QUOTED PASSAGE>
++++++

Failure is an amazing tool. As children grow and mature, parents can foster independence by allowing children to make choices, learn from them, make necessary course corrections, experience failure and success and develop the resiliency they require to tackle any of life's challenges and obstacles. As the Buddhist quote says: "Fall down seven times, get up eight."
Failures occur naturally when we allow our children to take a more active role in their own lives by providing them with ample opportunities to choose. Young children, with not much life experience, are bound to choose to play with a favorite toy instead of getting their snack or lunch ready for school resulting in a hungry belly at snack time. The result is a learning experience that provides good information for the following day and a chance to develop resiliency as they experience a minor failure.
Here are 11 ways to foster independence through trying, failing, and learning.
Often, we send the kids outside when we've decided we've had enough. Enough screen time, enough rough-housing, or enough whining because they are bored.
Instead of using outside time as a reaction to enough of something, get creative and spin it. Show the children how you used to make teeter-totters out of scrap wood. Or better yet, leave a pile of wood, nails and a hammer and see what happens. If your child is younger, allow for time to play in a puddle, pile of leaves or muddy zone. Have a small adventure.
The end result is not the goal. The process is! As parents, we can ask our kids, "What is one thing you have never done but would like to try?" Ok, TRY IT! Then plan how and when, and simply be there without commentary, as they give it a go.
After we ask, we have to allow our kids to make toast, knowing it will lead to making eggs and pancakes one day. We have to slow down and say, try it. Maybe they seem small, even silly, but in a culture that has created mountains of fear around every childhood experience, these kids (who are encouraged to try) have started their climb. Pretty soon, they'll be ready to fly.

++++++

SUPPLIED ENTRIES>
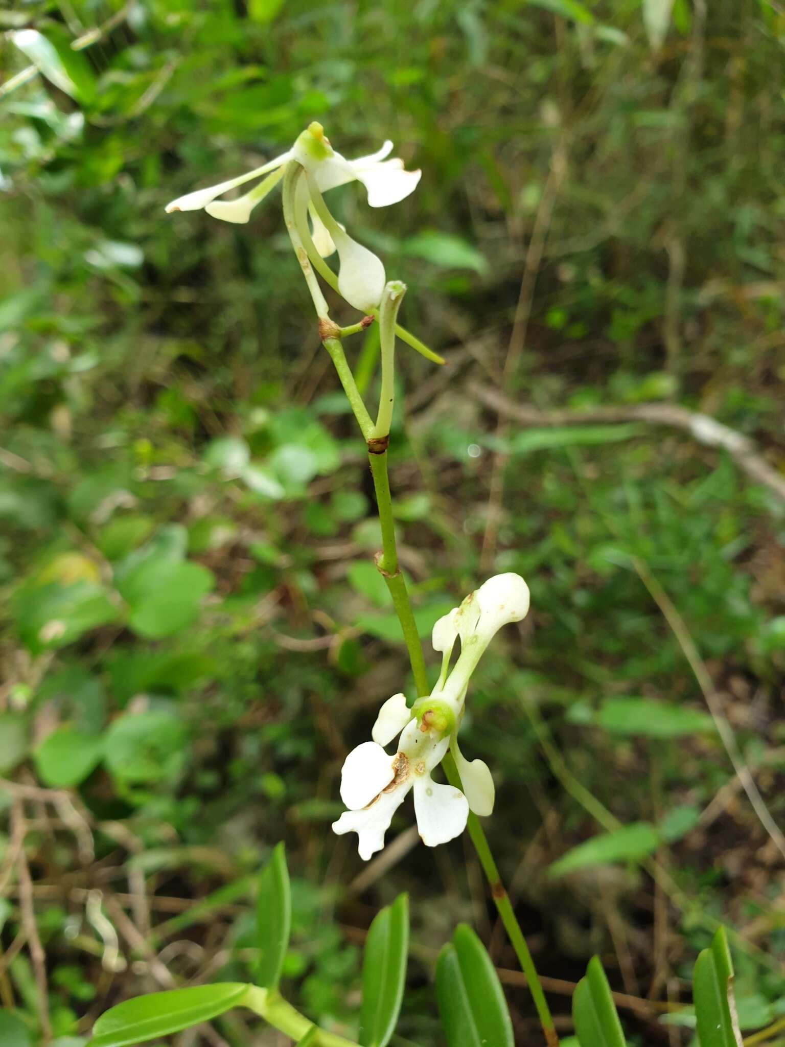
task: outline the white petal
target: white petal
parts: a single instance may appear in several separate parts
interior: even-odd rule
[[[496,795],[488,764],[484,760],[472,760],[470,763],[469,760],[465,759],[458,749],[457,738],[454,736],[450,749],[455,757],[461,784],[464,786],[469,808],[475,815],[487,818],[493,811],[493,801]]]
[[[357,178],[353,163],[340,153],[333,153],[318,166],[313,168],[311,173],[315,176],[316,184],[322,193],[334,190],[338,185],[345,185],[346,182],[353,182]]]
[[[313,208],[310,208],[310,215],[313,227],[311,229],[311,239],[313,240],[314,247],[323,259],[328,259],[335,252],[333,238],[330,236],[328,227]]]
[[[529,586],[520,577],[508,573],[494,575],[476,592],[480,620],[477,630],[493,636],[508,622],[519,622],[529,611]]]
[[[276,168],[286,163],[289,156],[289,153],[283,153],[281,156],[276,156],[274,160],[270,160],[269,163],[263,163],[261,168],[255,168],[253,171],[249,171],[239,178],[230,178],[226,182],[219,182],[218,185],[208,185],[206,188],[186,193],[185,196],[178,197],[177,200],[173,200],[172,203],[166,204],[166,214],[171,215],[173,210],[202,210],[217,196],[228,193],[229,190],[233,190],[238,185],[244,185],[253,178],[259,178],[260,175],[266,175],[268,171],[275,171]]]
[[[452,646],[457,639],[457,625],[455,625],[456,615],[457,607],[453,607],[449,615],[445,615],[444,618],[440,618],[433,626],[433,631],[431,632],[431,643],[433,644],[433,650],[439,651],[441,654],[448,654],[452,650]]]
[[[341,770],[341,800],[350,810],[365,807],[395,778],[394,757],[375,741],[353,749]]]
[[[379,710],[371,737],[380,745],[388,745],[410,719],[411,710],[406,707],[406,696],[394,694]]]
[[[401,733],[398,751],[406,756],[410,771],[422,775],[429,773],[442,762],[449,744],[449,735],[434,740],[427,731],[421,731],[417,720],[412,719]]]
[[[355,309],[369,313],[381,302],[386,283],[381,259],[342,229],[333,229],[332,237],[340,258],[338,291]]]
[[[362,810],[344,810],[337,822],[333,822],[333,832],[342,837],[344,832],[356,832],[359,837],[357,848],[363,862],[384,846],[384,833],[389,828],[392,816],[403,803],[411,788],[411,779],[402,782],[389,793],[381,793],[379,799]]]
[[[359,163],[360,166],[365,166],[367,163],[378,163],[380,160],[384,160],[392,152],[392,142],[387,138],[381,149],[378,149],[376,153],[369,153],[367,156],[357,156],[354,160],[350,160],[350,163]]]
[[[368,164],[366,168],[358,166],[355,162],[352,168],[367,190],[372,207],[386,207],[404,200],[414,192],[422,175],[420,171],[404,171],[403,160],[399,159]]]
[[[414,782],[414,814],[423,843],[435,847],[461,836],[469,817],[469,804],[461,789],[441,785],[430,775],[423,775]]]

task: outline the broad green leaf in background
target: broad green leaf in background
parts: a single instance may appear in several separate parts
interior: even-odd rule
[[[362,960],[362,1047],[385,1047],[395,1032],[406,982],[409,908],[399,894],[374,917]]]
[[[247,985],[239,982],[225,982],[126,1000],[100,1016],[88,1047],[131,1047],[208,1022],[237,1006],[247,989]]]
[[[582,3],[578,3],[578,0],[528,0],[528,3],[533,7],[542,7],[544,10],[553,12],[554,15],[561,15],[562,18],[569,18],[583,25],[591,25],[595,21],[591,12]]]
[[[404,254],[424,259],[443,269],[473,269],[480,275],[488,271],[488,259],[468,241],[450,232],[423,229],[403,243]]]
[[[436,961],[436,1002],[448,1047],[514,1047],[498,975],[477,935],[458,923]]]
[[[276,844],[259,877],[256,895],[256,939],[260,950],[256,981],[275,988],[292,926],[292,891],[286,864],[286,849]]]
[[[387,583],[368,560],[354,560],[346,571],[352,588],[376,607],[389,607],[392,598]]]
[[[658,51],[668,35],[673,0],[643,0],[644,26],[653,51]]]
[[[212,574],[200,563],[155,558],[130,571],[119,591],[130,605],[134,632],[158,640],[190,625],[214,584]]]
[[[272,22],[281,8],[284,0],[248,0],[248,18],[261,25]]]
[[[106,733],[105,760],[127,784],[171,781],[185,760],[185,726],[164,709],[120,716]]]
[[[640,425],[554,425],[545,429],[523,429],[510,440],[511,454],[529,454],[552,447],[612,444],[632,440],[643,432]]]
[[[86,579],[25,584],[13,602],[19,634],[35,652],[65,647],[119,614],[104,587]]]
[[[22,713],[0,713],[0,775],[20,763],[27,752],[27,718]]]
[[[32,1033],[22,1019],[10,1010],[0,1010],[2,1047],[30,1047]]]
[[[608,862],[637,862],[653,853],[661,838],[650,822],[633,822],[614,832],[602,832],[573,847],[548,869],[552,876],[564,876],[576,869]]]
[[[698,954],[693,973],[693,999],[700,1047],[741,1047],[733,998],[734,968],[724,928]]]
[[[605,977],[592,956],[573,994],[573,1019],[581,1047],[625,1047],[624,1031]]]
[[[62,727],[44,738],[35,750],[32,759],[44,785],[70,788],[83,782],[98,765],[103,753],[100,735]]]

++++++

WHAT TO WORK ON>
Extend the article on letting children build independence through failure, picking up after "Pretty soon, they'll be ready to fly." The listing plays no part in this work.

RESULT BELOW>
When we look to other people, to our own childhood stories and success stories from other children, it becomes easier to put it all in perspective. For example, Ringo Starr was chronically ill as a child and never finished school, in fact he spent many years in the hospital.
It keeps things in perspective to think one of the most famous, beloved drummers in history discovered his own talent while tapping sticks to pass the time in his hospital stay. This certainly wasn't a picture perfect- mom-and-dad-will-make-it-happen-route and he turned out pretty successful on his own, don't you think?
Parents talk. Parents want what is best for their children. Avoid showing off what your child can do, but rather encourage other parents to discover for themselves that their children CAN handle more than they think.
After your child has chosen a task, it's helpful to write down the fears you have. Once you do this, you can plan for how you will respond if your worst fears actually come true. (Example: If I let my child pack her bag, she will forget her boots. I am afraid the school with think I am a bad parent. Plan: I will send a note saying I am encouraging my child and if she forgets her boots, we will work on ways to remember them at home).
After writing down your fears, get the facts. If you're afraid of the bigger what- ifs like abduction, find out the real stats and then plan accordingly. See Protecting the Gift by Gavin de Becker. Bottom line: instead of putting the axe on an idea altogether, find another way to create the same experience through alternative planning and enabling.
Here's where we, as moms and dads, have some work to do on ourselves as we develop the habit of letting go. We can try to control the outcomes and direction of our children while they are young, but as our children get closer and closer to leaving the nest, it is imperative that they learn and practice staying afloat and recovering in the wake of mistakes and mishaps. If we impede their progress neither you or the child will be prepared for what the real world will deliver from 18-80.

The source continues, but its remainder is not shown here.